Geben Sie das gesamte folgende Material Zeile für Zeile unverändert wieder.
_____
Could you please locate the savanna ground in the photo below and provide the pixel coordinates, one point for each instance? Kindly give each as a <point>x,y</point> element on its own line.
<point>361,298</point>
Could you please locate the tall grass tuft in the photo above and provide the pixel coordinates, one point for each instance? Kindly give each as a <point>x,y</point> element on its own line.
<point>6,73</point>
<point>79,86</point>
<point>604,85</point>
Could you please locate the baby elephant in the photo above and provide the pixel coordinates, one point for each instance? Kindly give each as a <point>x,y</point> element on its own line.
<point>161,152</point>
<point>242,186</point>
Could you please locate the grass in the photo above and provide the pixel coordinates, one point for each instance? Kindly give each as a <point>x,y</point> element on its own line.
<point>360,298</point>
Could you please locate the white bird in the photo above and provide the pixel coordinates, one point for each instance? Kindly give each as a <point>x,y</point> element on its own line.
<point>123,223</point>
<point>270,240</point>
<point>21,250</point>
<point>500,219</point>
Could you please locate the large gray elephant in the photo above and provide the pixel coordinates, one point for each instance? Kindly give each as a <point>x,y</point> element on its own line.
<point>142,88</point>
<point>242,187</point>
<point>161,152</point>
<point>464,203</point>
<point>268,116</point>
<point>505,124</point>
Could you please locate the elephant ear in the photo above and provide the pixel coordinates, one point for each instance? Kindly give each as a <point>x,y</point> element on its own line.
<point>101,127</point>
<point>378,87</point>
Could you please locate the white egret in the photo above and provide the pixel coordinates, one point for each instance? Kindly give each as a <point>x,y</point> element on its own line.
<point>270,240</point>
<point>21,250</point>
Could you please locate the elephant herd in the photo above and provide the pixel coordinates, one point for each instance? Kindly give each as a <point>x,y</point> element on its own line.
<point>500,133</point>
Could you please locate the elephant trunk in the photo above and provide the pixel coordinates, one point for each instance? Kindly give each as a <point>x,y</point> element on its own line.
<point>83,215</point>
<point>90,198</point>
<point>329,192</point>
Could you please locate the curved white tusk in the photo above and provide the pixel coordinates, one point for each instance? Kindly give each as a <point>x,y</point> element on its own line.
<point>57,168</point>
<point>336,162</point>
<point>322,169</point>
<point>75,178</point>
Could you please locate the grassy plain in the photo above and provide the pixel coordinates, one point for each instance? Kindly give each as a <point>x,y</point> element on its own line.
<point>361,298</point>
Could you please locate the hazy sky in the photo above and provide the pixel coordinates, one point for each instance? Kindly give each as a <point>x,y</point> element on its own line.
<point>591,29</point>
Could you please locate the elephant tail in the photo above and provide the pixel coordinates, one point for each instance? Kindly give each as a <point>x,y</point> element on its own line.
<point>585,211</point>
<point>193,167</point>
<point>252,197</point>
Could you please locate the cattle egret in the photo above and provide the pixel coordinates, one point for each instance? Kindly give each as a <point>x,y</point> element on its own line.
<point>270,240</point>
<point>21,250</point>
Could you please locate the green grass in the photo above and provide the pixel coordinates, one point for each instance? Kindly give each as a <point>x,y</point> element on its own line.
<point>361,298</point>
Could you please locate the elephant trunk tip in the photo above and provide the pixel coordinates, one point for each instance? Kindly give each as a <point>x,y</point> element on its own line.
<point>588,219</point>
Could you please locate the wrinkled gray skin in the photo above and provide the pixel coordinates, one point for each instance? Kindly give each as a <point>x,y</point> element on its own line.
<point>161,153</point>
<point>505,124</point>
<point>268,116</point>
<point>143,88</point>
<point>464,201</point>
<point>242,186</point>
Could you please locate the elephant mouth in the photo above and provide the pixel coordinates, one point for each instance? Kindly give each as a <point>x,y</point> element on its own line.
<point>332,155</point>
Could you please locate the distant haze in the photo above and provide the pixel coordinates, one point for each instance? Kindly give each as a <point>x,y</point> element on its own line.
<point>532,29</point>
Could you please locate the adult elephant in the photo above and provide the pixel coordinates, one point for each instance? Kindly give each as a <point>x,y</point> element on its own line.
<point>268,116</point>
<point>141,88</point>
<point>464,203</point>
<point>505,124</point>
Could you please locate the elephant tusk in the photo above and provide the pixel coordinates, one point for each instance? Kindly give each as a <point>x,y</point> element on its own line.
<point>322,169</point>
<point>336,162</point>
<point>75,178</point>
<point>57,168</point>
_____
ANTWORT FOLGT:
Could you please locate the savanna ground in the photo below and provide the pixel coordinates, one point for each instance? Kindly give each as a <point>x,y</point> element on its own line.
<point>361,298</point>
Could you please locate the tall grass tuft in the photo above and provide the pixel coordinates, one point for each instance? Kindly give each as a <point>x,y</point> element on its own line.
<point>6,73</point>
<point>79,86</point>
<point>604,85</point>
Could you please locate the baby elephant in the photo above and provide the pixel coordinates, one point for each instance? Kindly give each as a <point>x,y</point> element on its own line.
<point>161,152</point>
<point>242,186</point>
Could you please locate the grass in the photo above and provide the pixel coordinates, one point for each instance? Kindly give each as a <point>x,y</point> element on its own line.
<point>360,298</point>
Could you please locate the white bird in the photo above and provide the pixel coordinates, one point for each instance? Kindly give each as a <point>x,y</point> element on its own line.
<point>123,223</point>
<point>270,240</point>
<point>21,250</point>
<point>500,219</point>
Could you please locate the large gray elephant in the photo above and provide the pixel coordinates, one point for each instance? Kindly give each as a <point>x,y</point> element on its own line.
<point>142,88</point>
<point>242,187</point>
<point>161,152</point>
<point>464,203</point>
<point>268,116</point>
<point>505,124</point>
Could you please locate the elephant ear in the photo above and provide the pixel coordinates, one point for each instance? Kindly give each as a <point>x,y</point> element on its own line.
<point>101,127</point>
<point>378,87</point>
Could you please locate the white egret in the photo above and provide the pixel coordinates, one point for each instance? Kindly give each as a <point>x,y</point> element on its own line.
<point>270,240</point>
<point>21,250</point>
Could you please locate the elephant herd in the photo above and provide the pixel coordinates, one point for each instance? Kindly give each as a <point>x,y</point> element on its own line.
<point>500,133</point>
Could you please locate the elephant trunk in the photo above and provide the pixel coordinates, one point for each instance? Kindly give each as a <point>x,y</point> element on its own line.
<point>83,215</point>
<point>90,198</point>
<point>329,192</point>
Could you please locate the curved white tusk in the photo above and provide the pixel coordinates, one point for each instance? Kindly give each as a <point>x,y</point> element on its own line.
<point>57,168</point>
<point>336,162</point>
<point>322,169</point>
<point>75,178</point>
Could you please locate the grassy plain in the photo above and provide the pixel coordinates, one point for each instance? Kindly give each as a <point>x,y</point> element on its own line.
<point>361,298</point>
Could you please locate the hazy sky in the photo above and provide the pixel coordinates, one point for each instance? Kindly give each as a <point>x,y</point> element on its own line.
<point>591,29</point>
Could you please locate the elephant tail in the photo above and provide the pixel coordinates, one point for each instance? Kindly give each as a <point>x,y</point> element on its own line.
<point>585,211</point>
<point>193,167</point>
<point>252,197</point>
Could you please locate the cattle egret in the photo above and provide the pixel coordinates, one point for each instance? Kindly give each as a <point>x,y</point> element on its own line.
<point>270,240</point>
<point>21,250</point>
Could you please locate the green grass in the photo above and provide the pixel coordinates, one point for each instance? Kindly give each as a <point>x,y</point> element on its own line.
<point>361,298</point>
Could you please locate the elephant trunk tip in the photo above and provide the pixel coordinates, one point for each instance? Kindly give each as a <point>x,y</point> element on its own line.
<point>588,219</point>
Could you please locate the wrinkled gray skin in the photo above and provide the pixel coordinates, one point for each instance? Kindly give each as a <point>x,y</point> element on its own line.
<point>161,153</point>
<point>505,124</point>
<point>268,116</point>
<point>143,88</point>
<point>464,201</point>
<point>242,186</point>
Could you please locate the elephant mouth in the photo above and provide the pixel coordinates, one point for each instance? Kindly give each as a <point>x,y</point> element on its own line.
<point>332,155</point>
Could you please locate the distant haze in the photo above and provide the pixel coordinates, one point for each instance? Kindly give each as a <point>x,y</point> element on its own line.
<point>532,29</point>
Could you please locate the adult elephant in the photo above and provide the pixel coordinates, one point for each instance? Kindly give each as a <point>x,y</point> element on its own line.
<point>268,116</point>
<point>141,88</point>
<point>464,203</point>
<point>505,124</point>
Could you please locate the elephant tusk in the photo above and provide the pixel coordinates, one point for each instance? Kindly give each as a <point>x,y</point> element on its own line.
<point>322,169</point>
<point>336,162</point>
<point>75,178</point>
<point>57,168</point>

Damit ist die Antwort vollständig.